*STATED GOAL:* Reproduce the records from their start through the line containing "[(151, 730), (892, 753), (540, 706)]", inclusive, with every "innermost point" changed to "central point" and nothing else altered.

Collected data:
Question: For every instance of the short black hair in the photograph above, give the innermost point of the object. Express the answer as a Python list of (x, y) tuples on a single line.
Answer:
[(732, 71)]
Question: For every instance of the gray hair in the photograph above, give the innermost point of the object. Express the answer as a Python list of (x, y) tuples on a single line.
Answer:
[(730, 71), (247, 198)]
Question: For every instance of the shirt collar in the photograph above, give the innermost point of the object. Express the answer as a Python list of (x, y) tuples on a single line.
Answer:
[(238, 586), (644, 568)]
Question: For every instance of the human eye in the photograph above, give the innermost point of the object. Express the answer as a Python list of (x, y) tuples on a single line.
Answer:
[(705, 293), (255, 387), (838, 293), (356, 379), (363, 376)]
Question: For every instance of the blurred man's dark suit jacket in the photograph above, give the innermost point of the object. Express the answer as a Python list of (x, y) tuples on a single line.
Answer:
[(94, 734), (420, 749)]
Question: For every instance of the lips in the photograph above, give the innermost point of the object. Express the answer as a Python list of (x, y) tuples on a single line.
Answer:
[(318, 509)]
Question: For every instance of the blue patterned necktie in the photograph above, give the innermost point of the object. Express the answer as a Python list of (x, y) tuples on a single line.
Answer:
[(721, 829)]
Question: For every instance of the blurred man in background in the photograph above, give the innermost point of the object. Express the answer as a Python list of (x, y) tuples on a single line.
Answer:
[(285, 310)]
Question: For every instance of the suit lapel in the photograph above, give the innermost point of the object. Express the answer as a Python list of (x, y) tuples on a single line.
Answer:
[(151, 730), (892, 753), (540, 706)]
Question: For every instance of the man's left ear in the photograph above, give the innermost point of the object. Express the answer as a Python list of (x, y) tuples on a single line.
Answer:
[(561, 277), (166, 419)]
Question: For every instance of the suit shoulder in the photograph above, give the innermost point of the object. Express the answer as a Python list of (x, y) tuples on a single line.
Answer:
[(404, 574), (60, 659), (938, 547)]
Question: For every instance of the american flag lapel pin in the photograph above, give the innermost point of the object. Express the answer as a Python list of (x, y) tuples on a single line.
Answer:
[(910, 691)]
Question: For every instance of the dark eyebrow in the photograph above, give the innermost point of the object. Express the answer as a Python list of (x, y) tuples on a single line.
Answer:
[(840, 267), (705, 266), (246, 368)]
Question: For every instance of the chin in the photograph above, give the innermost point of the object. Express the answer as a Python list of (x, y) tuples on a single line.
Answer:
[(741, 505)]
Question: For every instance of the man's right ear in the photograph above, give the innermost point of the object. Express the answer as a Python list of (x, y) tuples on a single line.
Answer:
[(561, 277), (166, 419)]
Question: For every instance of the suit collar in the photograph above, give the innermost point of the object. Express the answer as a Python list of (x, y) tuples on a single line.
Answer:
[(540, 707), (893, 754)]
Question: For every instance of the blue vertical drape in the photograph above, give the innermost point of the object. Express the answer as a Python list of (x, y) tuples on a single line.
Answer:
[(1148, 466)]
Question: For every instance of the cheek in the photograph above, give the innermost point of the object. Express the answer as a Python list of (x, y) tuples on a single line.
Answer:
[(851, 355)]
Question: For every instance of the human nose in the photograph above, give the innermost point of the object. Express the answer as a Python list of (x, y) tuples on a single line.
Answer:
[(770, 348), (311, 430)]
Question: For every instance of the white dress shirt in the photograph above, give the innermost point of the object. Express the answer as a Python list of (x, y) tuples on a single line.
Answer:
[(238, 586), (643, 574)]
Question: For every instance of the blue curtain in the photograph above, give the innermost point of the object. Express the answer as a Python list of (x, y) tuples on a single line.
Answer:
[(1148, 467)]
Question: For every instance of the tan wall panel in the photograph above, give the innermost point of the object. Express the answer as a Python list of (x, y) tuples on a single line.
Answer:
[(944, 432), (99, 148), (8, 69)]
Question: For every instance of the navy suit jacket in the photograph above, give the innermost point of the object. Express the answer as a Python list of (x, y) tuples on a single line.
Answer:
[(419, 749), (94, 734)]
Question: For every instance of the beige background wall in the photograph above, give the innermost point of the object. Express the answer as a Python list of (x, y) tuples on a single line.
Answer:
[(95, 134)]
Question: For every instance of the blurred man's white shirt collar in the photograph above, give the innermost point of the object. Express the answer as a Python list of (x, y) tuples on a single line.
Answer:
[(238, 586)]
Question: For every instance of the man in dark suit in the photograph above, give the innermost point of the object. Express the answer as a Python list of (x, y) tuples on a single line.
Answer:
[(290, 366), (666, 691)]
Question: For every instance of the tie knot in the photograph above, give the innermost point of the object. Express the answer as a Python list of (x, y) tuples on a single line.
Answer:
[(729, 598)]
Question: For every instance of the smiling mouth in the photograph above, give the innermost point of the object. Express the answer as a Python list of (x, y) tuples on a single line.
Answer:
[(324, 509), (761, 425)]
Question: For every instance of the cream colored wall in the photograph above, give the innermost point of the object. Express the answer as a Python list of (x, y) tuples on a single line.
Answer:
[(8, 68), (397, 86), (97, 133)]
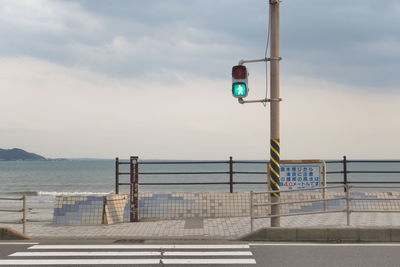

*FULL SOLUTION:*
Question: For every instance of the short black hair in the photograph above, give the central point of the object. Express the answer as a Python list of (x, y) tuples on a single line.
Answer:
[(732, 71)]
Question: For every instance of the gray hair in the photograph above, give the central point of the object. Express the answer as a Python list of (x, y) tuples on a single line.
Answer:
[(730, 71), (247, 198)]
Question: For every instance of the shirt collar in the photograph above, give the central point of the object. Express the answer as a Python list of (x, y) tuples on a single line.
Answer:
[(238, 586), (644, 568)]
Question: For every instance of the human eye in the photograph above, give the central point of the object. Express the answer as a Python list of (x, y) tuples on a single line.
Answer:
[(705, 293), (255, 387), (838, 293), (356, 379), (363, 376)]
Question: For every instance of the blurred man's dark suit jacket in the photograph above, give the central point of the object. Express the answer as a Python list of (x, y) tuples on a single line.
Answer:
[(94, 734), (420, 749)]
Question: For every instance of the lips in the photograph above, give the central point of the object. Express the answer as a Python list of (x, y) tuples on a single line.
Answer:
[(318, 509)]
Question: For every instance of the blue patterned necktie in the photograph above, give the central point of the object. Express the answer as a Python list of (x, y) tuples on a single line.
Answer:
[(721, 829)]
Question: For every instance of the blurred man in background in the photograph above, give the central point of the object. Express the answer as a Python list of (x, y) tuples on a single line.
Answer:
[(285, 310)]
Question: For every instance of the suit lapel in the photograph above, give the central point of the object. Express the answer as a Python list of (x, y) tuples on a single line.
Answer:
[(151, 730), (892, 753), (540, 706)]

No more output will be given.